**Source:**
** Begin **
Technologies to Mitigate the Climate Impacts of Steel

Beam Project
10 min readSep 15, 2020

Jeffrey Dewey, Beam Project

Steel has made modern society, but it’s also a huge contributor to climate change. Want to know how do we keep building on steel’s strength while cutting the climate impact? Read on.

The impact of steel on modernity cannot be overstated. Modern steel processing was born in the 1940s, leading to the mass production of skyscrapers, industrial and agricultural machinery, automobiles, and deadly weapons. Steel is durable, versatile, and most significantly, strong; if I encountered a warlock that converted and reshaped my mass of ~150 pounds (if we round down a bit 😉) into steel shelving, then my cursed form could proudly support at least 20,000 pounds of brews and cauldrons. However, as with many amazing 20th century inventions, climate change demands we rethink the 3 gigatons of CO2 expelled by steel production.
** End **
**Information provided:**
** Begin **
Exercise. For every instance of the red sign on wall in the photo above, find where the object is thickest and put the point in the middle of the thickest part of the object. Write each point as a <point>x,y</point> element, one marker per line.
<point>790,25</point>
** End **
**Problems to work on:**
#1 From the steel article, extract the stretch from "Jeffrey Dewey, Beam" through "impact? Read on.".
#2 Write the next part of the steel article, picking up after its final sentence.
The material placed after the steel article stands apart from it.

**Answers for this exercise:**
#1
Jeffrey Dewey, Beam Project

Steel has made modern society, but it’s also a huge contributor to climate change. Want to know how do we keep building on steel’s strength while cutting the climate impact? Read on.

#2
Contemporary Steel: Uses, Players, and Climate

Let us first understand the current uses and climate impacts of steel. According to worldsteel.org, the world used 1.7 gigatons of steel in 2018, with 51% used in construction, 15% in mechanical equipment, 12% in automobiles, 11% in metal products, and 5% or less in transport, domestic appliances, and electrical equipment. The lifespan of steel is very long. Steel lasts on average 52 years when used for its primary purpose of construction, and a minimum of 11 years when used in appliances or trucks. This means steel consumption rises dramatically as a country develops, and then cycles around a baseline disrupted only by major infrastructure replacement projects. For example, the democratic nominee for president, Joe Biden, is calling for $2 trillion investment in nationwide infrastructure, which will undoubtedly require increased consumption of construction materials such as steel and cement.

The current climate implications of steel use today are distressing. In 2018, the production of steel accounted for roughly 3 gigaton equivalents of CO2, or 7–9% of global emissions. To put this in perspective, steel production alone produced more CO2 than the aviation, aluminum, and plastics sectors combined. Processing one ton of crude steel produces on average 1.9 tons of CO2. Why? Steel is simply iron that has been purified and supplemented with a small amount (.05–2%) of carbon. The purification process involves melting impure iron at 2000–3000 degrees Fahrenheit in a blast furnace and adding large amounts of coke, a refined form of coal, to chemically react with oxides and other impurities in the iron, producing steel, CO2, and heat. Coke production and use accounts for 50–75% of emissions while energy accounts for the remaining 25–50%. It is clear that steel production is an emissions problem; what can we do to address it?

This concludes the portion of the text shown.